• _TASK TO CARRY OUT_:
In the blog post on critical discourse below, what question did Joerg at Conscientious raise?

• _TEXT SHOWN_:
Tuesday, October 7, 2008

critical discourse

i've been interested to see the beginning of a discussion about criticism in art photo blogging.  Joerg at Conscientious wrote about it (asking why there isn't more constructive criticism of photographic work instead of the current state of bloggy cheerleading), and Noel at We Can't Paint took another lens to the same question (blogs with a strong curatorial eye, even if they only imply positive comments, are critical in themselves).

i've thought a lot about this question, since my mode of address on Subjectify is fairly personal--dare i say subjective--and i use a lot of "i statements."  i'm not really that interested in telling the internet all about myself (i don't post up my own work, for instance), but it's more wouldn't really know how else to share thoughts (and not feel like an ass).  i have a lot of photographers emailing me their portfolios and i usually respond fairly frankly and yes, critically--i don't post that stuff up on the blog--and i'm always surprised when people thank me to say they have never/rarely received constructive negative feedback in crits before.  of course some don't reply at all. (um, special this week: send me work that you want me to rip to shreds?)

• _MATERIAL SHOWN_:
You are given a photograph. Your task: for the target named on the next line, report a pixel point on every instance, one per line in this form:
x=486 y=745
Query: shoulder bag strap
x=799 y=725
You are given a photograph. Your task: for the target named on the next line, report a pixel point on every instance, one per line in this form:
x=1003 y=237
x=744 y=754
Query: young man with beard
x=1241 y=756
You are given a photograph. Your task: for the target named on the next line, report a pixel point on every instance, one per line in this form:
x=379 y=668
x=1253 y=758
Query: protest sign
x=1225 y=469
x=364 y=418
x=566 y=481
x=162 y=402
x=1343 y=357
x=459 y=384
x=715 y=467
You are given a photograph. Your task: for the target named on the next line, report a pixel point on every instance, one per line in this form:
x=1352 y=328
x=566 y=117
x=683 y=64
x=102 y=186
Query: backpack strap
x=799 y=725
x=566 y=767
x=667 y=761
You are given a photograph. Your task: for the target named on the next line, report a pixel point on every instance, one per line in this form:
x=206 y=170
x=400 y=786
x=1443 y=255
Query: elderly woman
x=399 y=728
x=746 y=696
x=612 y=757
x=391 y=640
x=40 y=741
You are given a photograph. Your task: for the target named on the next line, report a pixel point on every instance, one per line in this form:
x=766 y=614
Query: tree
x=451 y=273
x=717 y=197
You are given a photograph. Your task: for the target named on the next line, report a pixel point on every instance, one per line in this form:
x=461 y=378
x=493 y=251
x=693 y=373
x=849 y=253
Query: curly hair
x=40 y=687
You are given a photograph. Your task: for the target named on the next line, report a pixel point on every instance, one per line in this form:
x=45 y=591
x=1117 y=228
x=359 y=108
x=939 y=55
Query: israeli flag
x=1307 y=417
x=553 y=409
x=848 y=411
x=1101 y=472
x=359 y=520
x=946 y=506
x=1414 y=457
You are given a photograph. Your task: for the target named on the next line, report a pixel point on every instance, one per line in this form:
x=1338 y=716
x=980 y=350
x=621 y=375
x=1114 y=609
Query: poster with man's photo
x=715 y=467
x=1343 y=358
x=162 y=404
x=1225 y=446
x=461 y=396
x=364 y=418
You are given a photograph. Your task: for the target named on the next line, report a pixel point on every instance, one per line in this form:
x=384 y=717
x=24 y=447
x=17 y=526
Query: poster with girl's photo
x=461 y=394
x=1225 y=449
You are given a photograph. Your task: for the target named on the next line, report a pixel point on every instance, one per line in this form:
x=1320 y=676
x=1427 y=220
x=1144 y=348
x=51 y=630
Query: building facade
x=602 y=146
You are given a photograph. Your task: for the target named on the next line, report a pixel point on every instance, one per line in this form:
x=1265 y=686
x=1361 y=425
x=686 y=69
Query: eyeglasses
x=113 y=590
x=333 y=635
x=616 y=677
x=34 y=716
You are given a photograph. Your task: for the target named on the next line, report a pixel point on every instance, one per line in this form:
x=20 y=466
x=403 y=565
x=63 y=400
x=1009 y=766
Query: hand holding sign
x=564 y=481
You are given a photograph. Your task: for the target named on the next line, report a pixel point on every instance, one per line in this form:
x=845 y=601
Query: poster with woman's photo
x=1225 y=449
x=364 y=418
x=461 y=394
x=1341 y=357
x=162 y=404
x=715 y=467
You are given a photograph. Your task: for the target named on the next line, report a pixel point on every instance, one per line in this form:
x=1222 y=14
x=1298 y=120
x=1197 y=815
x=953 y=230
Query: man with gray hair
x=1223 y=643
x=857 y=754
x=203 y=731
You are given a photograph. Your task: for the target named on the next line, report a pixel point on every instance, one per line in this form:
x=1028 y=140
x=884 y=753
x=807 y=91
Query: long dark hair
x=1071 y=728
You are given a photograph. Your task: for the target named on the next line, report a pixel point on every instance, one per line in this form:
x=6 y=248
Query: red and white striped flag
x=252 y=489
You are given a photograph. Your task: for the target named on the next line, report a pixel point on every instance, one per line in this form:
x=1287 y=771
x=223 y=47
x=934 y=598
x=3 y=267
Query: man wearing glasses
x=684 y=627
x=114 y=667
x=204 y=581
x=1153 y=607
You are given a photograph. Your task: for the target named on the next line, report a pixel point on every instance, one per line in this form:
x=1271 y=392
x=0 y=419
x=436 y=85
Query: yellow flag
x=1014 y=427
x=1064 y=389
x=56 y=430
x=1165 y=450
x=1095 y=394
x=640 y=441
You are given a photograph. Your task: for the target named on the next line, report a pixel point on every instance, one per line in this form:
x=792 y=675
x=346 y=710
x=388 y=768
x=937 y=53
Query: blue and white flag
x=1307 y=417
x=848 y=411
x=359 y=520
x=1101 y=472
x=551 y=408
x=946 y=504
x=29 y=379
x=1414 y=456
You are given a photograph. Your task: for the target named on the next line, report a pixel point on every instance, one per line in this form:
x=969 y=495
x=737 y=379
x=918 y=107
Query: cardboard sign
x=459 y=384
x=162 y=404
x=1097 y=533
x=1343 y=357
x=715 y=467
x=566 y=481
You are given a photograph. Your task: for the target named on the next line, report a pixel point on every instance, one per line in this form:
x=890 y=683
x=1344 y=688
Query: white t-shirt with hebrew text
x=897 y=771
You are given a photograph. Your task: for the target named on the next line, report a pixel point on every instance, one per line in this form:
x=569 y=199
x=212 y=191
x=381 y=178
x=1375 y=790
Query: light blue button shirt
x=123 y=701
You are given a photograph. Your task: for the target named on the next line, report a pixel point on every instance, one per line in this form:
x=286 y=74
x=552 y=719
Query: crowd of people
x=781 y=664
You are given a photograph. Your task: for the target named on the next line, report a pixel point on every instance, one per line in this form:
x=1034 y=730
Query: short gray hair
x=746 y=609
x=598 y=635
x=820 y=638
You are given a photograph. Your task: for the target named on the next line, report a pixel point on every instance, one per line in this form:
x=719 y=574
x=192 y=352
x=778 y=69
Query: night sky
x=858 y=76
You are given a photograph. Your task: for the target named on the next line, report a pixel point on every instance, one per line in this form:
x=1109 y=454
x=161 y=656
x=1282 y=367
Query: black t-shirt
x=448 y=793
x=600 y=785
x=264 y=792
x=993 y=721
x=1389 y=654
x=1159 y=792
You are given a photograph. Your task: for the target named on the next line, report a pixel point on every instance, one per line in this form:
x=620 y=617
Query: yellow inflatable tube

• _SOLUTION_:
Why there isn't more constructive criticism of photographic work instead of the current state of bloggy cheerleading.